▶ **Teks yang Disediakan**
==================================================

Oleh: Devi Yuliana*

Tanah Bugis dan Makassar dulunya adalah daerah yang masih mempercayai kepercayaan Hindu-Budha hingga datanglah tiga muballigh dari Sumatera Barat yang bertugas untuk menyebarkan Agama Islam di Sulawesi. Perkembangan agama Islam di Sulawesi dimulai sejak Islam datang pada daerah ini, yakni pada abad ke 17 Masehi.

Penyebarannya diawali dengan memperkenalkan agama Islam kepada para pemimpin kerajaan, baru ketika para raja tersebut masuk Islam dan agama Islam menjadi agama negara, para rakyat di bawah kerajaan tersebut akan masuk Islam atau disebut penyebaran top down (dari para pemimpin berangsur kepada rakyat).

Datu Tellue ialah sebutan bagi 3 muballigh yang berasal dari Tanah Minangkabau tersebut. Mereka ialah Abdul Kadir Datuk Tunggal atau dikenal Datuk ri Bandang, Sulung Sulaeman yang bergelar Datuk Pattimang, dan Khatib Bungsu yang bergelar Datuk ri Tiro. Mereka berbagi tugas wilayah dalam menyebarkan Islam di tanah Sulawesi ini. Datuk ri Bandang bertugas di kerajaan kembar Gowa-Tallo, Datuk Pattimang bertugas di Kerajaan Luwu, dan Datuk ri Tiro bertugas di daerah Tiro Bulukumba.

==================================================

▶ **Baris Tersimpan**

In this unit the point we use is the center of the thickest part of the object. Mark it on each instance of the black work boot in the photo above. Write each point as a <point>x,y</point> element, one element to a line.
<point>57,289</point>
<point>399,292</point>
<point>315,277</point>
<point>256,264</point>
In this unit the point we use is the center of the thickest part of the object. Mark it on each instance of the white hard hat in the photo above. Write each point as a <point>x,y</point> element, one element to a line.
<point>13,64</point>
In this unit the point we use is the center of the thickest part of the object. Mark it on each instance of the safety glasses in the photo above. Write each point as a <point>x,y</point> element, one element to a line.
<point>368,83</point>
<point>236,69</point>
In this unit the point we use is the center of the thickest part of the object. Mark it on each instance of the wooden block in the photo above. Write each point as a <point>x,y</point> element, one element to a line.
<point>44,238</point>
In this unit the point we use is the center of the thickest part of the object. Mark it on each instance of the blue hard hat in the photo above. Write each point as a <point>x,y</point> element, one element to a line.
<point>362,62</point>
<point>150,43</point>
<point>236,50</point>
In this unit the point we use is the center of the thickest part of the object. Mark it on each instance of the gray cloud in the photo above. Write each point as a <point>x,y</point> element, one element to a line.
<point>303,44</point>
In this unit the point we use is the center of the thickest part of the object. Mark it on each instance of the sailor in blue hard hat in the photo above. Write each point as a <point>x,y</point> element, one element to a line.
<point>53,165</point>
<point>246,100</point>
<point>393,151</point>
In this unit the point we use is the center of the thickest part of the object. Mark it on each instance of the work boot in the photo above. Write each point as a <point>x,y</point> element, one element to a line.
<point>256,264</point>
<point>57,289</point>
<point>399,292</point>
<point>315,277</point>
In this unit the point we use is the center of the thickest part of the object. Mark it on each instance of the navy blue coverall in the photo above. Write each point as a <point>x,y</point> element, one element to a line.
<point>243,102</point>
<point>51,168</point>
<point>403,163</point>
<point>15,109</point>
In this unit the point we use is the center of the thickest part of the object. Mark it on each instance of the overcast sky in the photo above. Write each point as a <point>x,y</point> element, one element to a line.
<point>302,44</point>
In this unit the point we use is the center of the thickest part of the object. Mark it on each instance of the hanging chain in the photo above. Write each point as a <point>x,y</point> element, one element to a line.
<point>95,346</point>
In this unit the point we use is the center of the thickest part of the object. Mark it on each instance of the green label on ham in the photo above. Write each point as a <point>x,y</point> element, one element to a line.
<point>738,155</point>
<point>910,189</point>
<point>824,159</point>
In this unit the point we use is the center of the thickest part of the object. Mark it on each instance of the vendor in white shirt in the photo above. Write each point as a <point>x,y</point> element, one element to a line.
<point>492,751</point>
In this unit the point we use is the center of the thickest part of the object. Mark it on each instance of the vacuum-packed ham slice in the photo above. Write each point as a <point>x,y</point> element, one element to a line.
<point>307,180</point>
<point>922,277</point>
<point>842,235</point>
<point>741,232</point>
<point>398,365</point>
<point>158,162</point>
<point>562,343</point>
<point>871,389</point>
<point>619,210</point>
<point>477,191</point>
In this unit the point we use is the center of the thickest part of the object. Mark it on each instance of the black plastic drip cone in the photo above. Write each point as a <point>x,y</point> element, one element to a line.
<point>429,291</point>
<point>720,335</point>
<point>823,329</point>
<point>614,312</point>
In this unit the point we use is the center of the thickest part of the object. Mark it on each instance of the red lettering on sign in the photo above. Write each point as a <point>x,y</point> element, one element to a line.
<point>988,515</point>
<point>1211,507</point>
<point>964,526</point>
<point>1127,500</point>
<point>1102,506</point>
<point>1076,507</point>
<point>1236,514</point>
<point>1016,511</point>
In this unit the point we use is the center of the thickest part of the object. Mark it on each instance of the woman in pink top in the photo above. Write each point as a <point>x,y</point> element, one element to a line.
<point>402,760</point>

==================================================

▶ **Isi Latihan**
Salinlah seluruh teks tentang penyebaran Islam di Sulawesi di atas tanpa mengubah satu huruf atau tanda baca pun.

▶ **Jawaban Tertulis**
Oleh: Devi Yuliana*

Tanah Bugis dan Makassar dulunya adalah daerah yang masih mempercayai kepercayaan Hindu-Budha hingga datanglah tiga muballigh dari Sumatera Barat yang bertugas untuk menyebarkan Agama Islam di Sulawesi. Perkembangan agama Islam di Sulawesi dimulai sejak Islam datang pada daerah ini, yakni pada abad ke 17 Masehi.

Penyebarannya diawali dengan memperkenalkan agama Islam kepada para pemimpin kerajaan, baru ketika para raja tersebut masuk Islam dan agama Islam menjadi agama negara, para rakyat di bawah kerajaan tersebut akan masuk Islam atau disebut penyebaran top down (dari para pemimpin berangsur kepada rakyat).

Datu Tellue ialah sebutan bagi 3 muballigh yang berasal dari Tanah Minangkabau tersebut. Mereka ialah Abdul Kadir Datuk Tunggal atau dikenal Datuk ri Bandang, Sulung Sulaeman yang bergelar Datuk Pattimang, dan Khatib Bungsu yang bergelar Datuk ri Tiro. Mereka berbagi tugas wilayah dalam menyebarkan Islam di tanah Sulawesi ini. Datuk ri Bandang bertugas di kerajaan kembar Gowa-Tallo, Datuk Pattimang bertugas di Kerajaan Luwu, dan Datuk ri Tiro bertugas di daerah Tiro Bulukumba.